Exercise aim> In the listing beneath this line, copy exactly the lines starting with the one containing "Target: paving slab sidewalk" and going on through the one containing "Q: Pick out each instance of the brown".

Data listing>
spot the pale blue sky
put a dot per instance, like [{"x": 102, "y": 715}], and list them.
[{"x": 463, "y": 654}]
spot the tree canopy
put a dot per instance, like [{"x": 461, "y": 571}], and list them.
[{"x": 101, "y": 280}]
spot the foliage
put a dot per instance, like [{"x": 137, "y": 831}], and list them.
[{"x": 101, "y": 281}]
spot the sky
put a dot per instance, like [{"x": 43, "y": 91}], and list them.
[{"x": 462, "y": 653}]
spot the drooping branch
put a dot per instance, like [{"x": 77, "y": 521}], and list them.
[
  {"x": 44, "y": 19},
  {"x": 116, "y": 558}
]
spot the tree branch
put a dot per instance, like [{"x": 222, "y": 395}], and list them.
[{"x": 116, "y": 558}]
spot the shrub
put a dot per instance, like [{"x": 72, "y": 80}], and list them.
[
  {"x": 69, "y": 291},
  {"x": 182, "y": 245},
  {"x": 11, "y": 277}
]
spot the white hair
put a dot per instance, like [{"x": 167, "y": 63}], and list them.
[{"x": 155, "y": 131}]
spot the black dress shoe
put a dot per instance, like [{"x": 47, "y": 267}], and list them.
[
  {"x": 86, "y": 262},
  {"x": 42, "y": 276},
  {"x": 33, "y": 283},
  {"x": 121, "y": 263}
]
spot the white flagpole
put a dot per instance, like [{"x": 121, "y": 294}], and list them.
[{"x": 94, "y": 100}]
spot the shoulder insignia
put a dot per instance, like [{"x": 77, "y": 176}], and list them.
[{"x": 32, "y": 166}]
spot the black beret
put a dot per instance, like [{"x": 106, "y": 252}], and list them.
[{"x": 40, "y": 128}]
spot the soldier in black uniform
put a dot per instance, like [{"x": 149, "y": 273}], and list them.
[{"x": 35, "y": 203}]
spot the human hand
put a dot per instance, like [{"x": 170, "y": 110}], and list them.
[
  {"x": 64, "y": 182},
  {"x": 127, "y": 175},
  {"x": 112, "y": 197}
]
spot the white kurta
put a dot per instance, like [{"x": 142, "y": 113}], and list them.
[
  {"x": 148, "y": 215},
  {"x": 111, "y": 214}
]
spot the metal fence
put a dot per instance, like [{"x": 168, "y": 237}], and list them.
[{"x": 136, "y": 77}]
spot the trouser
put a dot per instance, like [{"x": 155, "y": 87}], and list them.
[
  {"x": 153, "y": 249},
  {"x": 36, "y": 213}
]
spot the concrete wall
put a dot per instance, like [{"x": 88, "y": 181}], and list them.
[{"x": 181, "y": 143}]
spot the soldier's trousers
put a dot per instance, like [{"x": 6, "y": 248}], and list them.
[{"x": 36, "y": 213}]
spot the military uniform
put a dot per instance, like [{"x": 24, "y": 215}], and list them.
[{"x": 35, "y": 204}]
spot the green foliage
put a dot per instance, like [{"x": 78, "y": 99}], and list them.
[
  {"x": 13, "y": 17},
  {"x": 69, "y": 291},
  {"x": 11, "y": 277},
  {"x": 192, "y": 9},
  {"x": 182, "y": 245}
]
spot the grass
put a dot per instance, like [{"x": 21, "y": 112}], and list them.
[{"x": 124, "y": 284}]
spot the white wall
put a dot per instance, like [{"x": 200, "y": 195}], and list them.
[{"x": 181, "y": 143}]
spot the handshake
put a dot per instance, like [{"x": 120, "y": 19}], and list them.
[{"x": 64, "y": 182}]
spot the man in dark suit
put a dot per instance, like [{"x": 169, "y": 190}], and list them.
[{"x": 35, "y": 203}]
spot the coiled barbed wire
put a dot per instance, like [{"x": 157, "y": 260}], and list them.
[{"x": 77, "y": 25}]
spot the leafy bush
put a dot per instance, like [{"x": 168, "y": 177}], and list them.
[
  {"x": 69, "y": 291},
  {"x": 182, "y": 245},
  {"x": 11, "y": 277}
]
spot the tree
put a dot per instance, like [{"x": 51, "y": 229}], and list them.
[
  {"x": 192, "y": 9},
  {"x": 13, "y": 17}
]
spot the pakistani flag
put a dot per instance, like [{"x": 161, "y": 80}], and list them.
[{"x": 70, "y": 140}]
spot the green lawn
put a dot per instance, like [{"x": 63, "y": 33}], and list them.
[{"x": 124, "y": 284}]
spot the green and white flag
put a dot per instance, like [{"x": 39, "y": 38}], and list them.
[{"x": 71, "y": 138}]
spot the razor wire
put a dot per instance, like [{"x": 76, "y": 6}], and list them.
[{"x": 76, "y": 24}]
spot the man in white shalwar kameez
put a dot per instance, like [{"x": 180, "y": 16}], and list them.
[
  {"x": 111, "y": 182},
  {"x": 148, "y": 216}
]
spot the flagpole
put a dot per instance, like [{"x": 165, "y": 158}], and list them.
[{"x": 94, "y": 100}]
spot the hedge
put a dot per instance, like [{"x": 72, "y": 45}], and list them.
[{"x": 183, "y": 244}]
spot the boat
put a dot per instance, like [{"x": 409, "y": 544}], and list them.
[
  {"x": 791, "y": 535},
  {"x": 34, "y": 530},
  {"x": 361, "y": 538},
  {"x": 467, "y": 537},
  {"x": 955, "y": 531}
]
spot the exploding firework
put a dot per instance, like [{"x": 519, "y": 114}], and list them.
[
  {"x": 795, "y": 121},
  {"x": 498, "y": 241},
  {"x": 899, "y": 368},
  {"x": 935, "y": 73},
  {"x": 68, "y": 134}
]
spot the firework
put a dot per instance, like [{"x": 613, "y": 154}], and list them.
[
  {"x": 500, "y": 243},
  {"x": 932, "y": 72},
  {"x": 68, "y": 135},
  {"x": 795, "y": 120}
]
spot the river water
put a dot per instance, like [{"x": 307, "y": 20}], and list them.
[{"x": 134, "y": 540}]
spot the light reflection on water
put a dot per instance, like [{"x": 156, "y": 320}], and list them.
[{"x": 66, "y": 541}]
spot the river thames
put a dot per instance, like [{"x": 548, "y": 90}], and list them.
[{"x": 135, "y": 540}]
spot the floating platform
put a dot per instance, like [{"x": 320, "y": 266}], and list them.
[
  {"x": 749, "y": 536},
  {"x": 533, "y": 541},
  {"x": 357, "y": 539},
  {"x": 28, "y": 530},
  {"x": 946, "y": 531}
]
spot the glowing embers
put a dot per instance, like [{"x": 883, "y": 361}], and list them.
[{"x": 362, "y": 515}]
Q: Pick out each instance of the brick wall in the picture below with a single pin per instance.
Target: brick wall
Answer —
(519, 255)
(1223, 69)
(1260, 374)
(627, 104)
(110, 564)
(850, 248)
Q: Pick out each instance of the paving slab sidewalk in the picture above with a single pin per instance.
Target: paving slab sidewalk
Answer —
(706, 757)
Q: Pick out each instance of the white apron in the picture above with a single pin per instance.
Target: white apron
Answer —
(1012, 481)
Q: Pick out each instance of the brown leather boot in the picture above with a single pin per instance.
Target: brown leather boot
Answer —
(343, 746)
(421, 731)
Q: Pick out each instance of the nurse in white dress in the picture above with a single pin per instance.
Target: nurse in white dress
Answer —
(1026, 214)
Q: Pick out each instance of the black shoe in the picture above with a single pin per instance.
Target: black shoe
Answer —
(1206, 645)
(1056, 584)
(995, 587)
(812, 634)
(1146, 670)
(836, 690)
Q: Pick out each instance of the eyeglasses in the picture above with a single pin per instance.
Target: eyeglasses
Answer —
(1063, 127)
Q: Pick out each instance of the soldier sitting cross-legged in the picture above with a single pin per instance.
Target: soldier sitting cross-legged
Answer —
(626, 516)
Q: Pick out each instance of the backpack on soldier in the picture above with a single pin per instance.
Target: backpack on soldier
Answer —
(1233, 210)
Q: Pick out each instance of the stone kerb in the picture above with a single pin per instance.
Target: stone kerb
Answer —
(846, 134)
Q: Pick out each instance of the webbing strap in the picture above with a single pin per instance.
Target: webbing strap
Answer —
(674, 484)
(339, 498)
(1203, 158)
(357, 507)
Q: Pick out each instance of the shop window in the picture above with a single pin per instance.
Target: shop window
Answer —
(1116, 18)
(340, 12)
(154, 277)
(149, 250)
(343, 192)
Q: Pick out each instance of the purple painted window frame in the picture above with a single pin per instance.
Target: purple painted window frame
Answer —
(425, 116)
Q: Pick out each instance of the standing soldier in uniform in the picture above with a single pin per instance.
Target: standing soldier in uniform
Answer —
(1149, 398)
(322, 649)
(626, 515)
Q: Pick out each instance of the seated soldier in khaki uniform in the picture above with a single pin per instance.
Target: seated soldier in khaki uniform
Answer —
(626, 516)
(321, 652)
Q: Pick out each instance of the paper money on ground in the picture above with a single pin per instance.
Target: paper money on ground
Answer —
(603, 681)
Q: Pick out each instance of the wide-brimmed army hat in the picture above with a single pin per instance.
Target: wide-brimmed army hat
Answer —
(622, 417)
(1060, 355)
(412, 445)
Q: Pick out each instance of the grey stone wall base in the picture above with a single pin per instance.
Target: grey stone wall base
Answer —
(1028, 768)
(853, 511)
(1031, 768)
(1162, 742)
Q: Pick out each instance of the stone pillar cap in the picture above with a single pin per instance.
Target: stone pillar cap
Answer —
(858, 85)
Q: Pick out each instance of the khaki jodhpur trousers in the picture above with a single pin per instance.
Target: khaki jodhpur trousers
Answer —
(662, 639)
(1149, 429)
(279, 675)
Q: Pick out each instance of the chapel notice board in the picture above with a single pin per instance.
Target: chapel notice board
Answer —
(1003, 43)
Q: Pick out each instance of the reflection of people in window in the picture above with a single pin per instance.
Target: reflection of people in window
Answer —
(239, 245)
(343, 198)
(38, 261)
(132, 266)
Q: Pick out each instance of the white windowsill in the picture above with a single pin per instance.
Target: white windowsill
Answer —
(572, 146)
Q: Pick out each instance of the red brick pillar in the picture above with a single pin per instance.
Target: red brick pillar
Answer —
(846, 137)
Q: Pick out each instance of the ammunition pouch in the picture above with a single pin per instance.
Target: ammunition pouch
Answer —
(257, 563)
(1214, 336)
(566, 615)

Response for this exercise>
Target: paving slab sidewalk
Answer —
(706, 757)
Q: Pick out each instance of the white apron in the picture above with a single pin per instance.
Target: white apron
Answer —
(1012, 481)
Q: Pick out each instance of the brown leather boot in the picture above with a single pin per instance.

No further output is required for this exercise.